§ TASKS AND EXERCISES:
1. The blog post below reports what a group of ladies said about breaking a new law. List every condition under which they said they would break it.
2. Write the next part of the blog post below, starting after its final sentence.

§ PASSAGE FOR REVIEW:

::::

Except, possibly, "isn't it funny how some trivial little stories seem to resonate?" I have neglected to do that re-coding thing to my hit counter (given that Bravenet's free hit counter is, well, free, I really can't complain that they are obviously trying to hassle their free hit-counter subscribers into paying for an upgrade), so I don't know if I had a surge in hits but I was struck by how many blogs linked to the post that I dashed off in forty seconds flat. Nor was I the only blogger to comment unfavourably on the award. Beware the fury of the pedant!
(Incidentally, for a surreal mishearing of the lyrics of the "Ev'rybody talk about pop music" song, scroll down this website. I have one of my own. For years and years I thought "Smooth Operator" was "School of the Red Ants." )
When stuck in the sort of really bad dead-stop traffic jam that builds up behind an accident I have seen people get out of their cars and go behind the bushes for a pee. So far as I know, that is legal (it had better be) - but ringing up your worried family to say why you are three hours late isn't.
I was out with a bunch of ladies last night, most of whose political views are unknown to me. Without exception they said they would break this law if they felt it necessary - or convenient - or fun. They might get headsets, y'know, some day, maybe. Right now they had other things to do with their money, like manicures. And we wonder why respect for the law has diminished. Even the police don't seem to have any belief in it; they say that they will "use their discretion". Better than actually enforcing this idiocy, certainly - but so much for the principle of a government of laws rather than men.
UPDATE: Okay, okay, so I can't spel "bulimic". And I like the kittens really. I am pro-kitten.
There is more heartwarming news from the wacky world of surveys. 57% of 1,001 British adults (Why 1,001? Who was the 1?) surveyed by International Policy Network say, stuff Kyoto we want goodies! Among the nation's idealistic youth the proportion of Kyoto-stuffers is even higher. Who'd have thought it?

CORRECTION. Wasn't Harry. It was Hari. I'm very sori.

::::

§ STORED DATA:
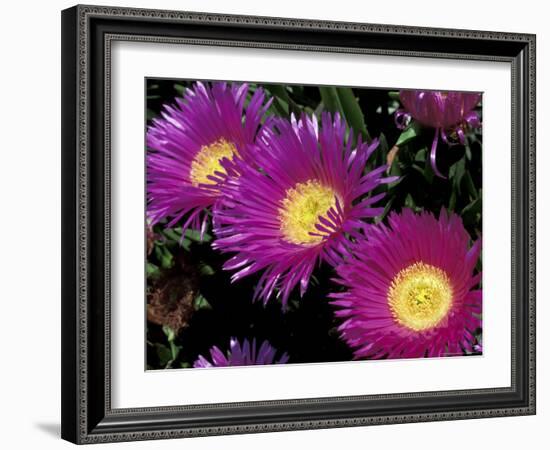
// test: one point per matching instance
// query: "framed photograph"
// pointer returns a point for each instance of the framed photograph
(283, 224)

::::

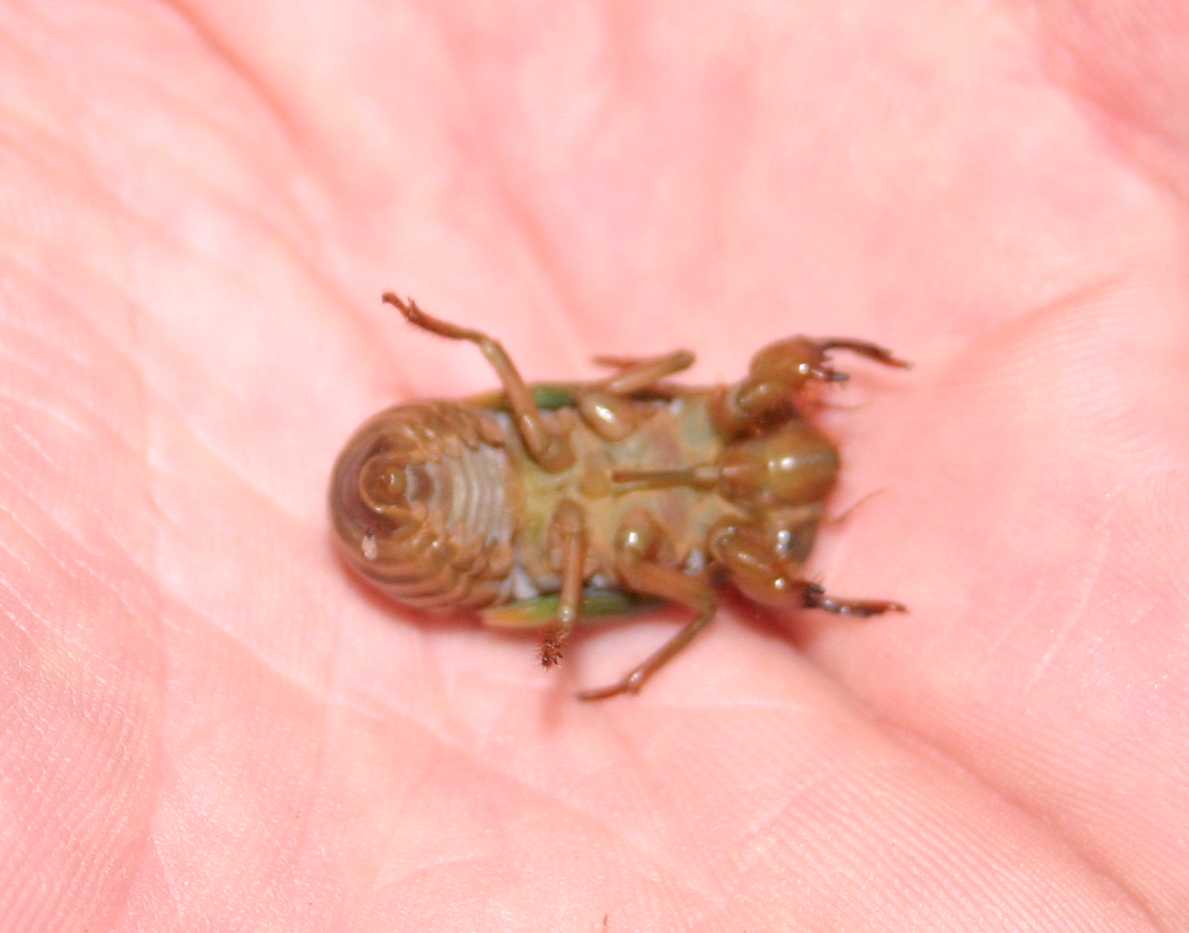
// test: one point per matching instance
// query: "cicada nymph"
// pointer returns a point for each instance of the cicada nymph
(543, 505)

::::

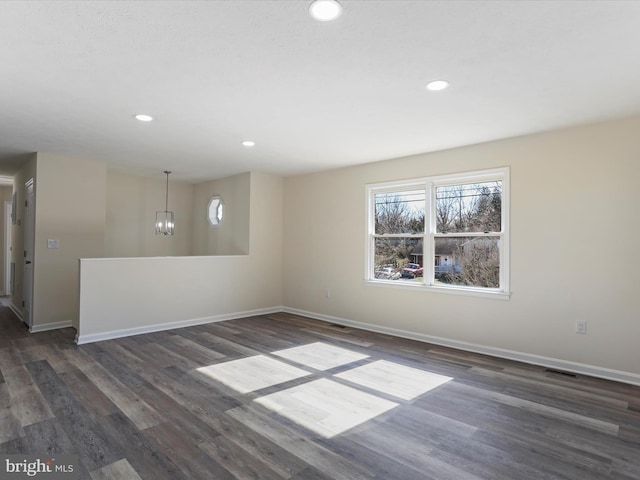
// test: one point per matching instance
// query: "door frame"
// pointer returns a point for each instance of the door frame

::::

§ RESULTS:
1.
- If they felt it necessary
- If they felt it convenient
- If they felt it fun

2.
I happened to get The Telegraph today, and its Scottish edition at any rate has one or two plummy stories you might enjoy. I don't know if you've been following the farcical tale of the (totally unnecessary anyway) Scottish Parliament Building? I'm no expert on it myself, but essentially it's an unsurprising tale of catastrophic overspend. The Executive is now having its angst about it in public, with a big Public Inquiry into what went wrong. So far so boring. I quote the Telegraph's paragraph:'Staff at the Scottish Parliament are being offered £60 per hour counselling sessions to help them cope with the trauma of appearing at the inquiry into the rising cost of the Holyrood project'
The second story to catch my attention is a euro one, and you've probably already come across it. Apparently new rules on 'activity toys' state that there can be no more than 60cm from saddle or seat to the ground. This will eliminate the traditional rocking horse.
Third and best is the result of a survey which reveals that one third of Americans who come to Scotland believe that the haggis is a real animal, and 23% believe they will be able to hunt it, and are even being sold tours which will enable them to do so. Now I think that while there is potential here for bypassing the iniquitous ban on fox-hunting already in place in Scotland, one should be cautious. As every properly informed person knows; the haggis is a shy and harmless creature which lives on mountain sides and as a result has legs on one side shorter than the other. This would make hunting them rather unsporting, as once you've driven them onto a bit of flat land they can only run round in circles. (Most haggis eaten today has been bred in captivity in specially sloping enclosures)
Now, utterly excise from your minds the fact that there is a profile of me in Normblog at the moment. This allows me to say that Normblog is so good it burns. Look at all those posts reading like they were tailored to my interests and obsessions. Chocolate. Julie Burchill. What makes a political cartoon acceptable. Non-paradoxes of democracy.
Due to some caprice of Blogspot I only get to read Normblog in bursts - six times out of seven the system will not let me scroll down beyond what is immediately visible, and the usual remedies like pressing f12 do not seem to work. So on the one try out of seven when the sky clears and I can finally scroll down, I gorge myself on good stuff like a pig who has hit the truffle mother lode. And like I said, it's all my sort of stuff.
Yet I think I am right in saying that Norman Geras is a committed Marxist. That, to me, is very strange.
If I've remembered it right, there's a bit in Jung Chang's autobiography Wild Swans where the writer describes how she chatted with a boy from her class while visiting her grandmother in hospital. The scene takes place during a grim period in Chinese history: Jung Chang's grandmother's last months have been made a misery by the Red Guards; the entire family have been persecuted and both her parents have been exiled to separate camps. Yet her schoolfriend speaks without artifice of his devotion to Chairman Mao. By this time, she comments, she had simply had to learn that some of her friends had come up with drastically different answers to life's questions than she had.